Extracted text
◆ ◆ ◆ ◆

As All Blacks coach Ian Foster said: “You can talk about pressure and about being strangled. We spoke a lot about the way the South Africans would play against us. It’s one thing to dismiss it as boring, which a lot of people do, but I used the words ‘ruthless’ and ‘clinical’ and they’re very good at it.
“Isn’t it good to learn that lesson and have a win next to your name? We’re really excited by not folding. We didn’t get too flustered, we kept playing. I’m overall happy and can’t wait for next week now.
The halo is slipping certainly and this derision about the way the Boks play is driven only partly by wider fears it is killing interest in the sport. The bigger driver is that as number one in the world, everyone now wants to knock them off their perch.
This is a time-honoured trait in all sport – the champion side instantly becomes one everyone else targets and derides. And South Africa are being reminded that staying at number one comes with entirely different pressures to trying to get there.
It took them 20-plus tests to get there and just eight to be knocked off. Being the best comes with heightened expectations. There is nowhere to hide – no foundation to play the underdog card and deflect the pressure.
It’s a tough, tough place to be and many teams get there and find they don’t like it. They discover that they are happiest aspiring to be the best, but don’t like what they find when they get there.
Recent history suggests the Boks are by no means the only team that doesn’t enjoy being the favourites. Ireland had one of their best years in 2018, winning a Six Nations Grand Slam, a series in Australia and then a clean sweep of their Autumn tests.
One of those victories that November was against the All Blacks, who at the time were world number one and knew that even should they lose in Dublin, they would still be number one in the rankings.

◆ ◆ ◆ ◆

Data shown
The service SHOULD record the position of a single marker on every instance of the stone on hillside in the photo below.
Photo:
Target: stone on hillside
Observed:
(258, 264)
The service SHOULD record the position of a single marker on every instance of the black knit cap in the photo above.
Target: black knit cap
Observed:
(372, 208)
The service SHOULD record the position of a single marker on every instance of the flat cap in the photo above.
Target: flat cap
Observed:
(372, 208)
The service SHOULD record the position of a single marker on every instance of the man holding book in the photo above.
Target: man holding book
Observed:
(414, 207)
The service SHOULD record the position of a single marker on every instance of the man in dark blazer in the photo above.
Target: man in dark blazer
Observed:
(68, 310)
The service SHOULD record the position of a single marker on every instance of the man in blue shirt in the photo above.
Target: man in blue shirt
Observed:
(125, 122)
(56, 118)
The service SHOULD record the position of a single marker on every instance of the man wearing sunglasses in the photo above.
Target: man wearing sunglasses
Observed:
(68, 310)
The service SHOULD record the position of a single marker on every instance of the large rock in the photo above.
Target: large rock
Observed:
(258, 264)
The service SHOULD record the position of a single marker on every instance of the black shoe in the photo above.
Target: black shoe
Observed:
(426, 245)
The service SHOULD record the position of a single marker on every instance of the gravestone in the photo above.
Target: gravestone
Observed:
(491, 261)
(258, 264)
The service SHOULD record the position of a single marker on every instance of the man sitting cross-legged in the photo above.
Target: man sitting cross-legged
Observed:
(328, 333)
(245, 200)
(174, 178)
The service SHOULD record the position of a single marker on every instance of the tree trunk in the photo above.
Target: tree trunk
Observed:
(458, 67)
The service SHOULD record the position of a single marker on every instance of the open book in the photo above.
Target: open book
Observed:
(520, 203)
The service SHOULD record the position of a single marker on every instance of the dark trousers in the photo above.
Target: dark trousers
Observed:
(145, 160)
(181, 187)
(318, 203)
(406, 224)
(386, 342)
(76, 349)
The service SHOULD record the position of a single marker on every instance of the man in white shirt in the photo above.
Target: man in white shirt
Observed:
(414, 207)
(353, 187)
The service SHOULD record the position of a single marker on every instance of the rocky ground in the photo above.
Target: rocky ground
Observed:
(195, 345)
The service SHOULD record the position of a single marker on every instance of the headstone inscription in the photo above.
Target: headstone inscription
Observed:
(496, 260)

◆ ◆ ◆ ◆

Prompt 1
Please list the three things the rugby article says Ireland achieved in 2018.
Prompt 2
Rewrite everything in the rugby article from "The halo is" down to "off their perch.", swapping "halo" for "shine".

Written response 1
- A Six Nations Grand Slam
- A series in Australia
- A clean sweep of their Autumn tests

Written response 2
The shine is slipping certainly and this derision about the way the Boks play is driven only partly by wider fears it is killing interest in the sport. The bigger driver is that as number one in the world, everyone now wants to knock them off their perch.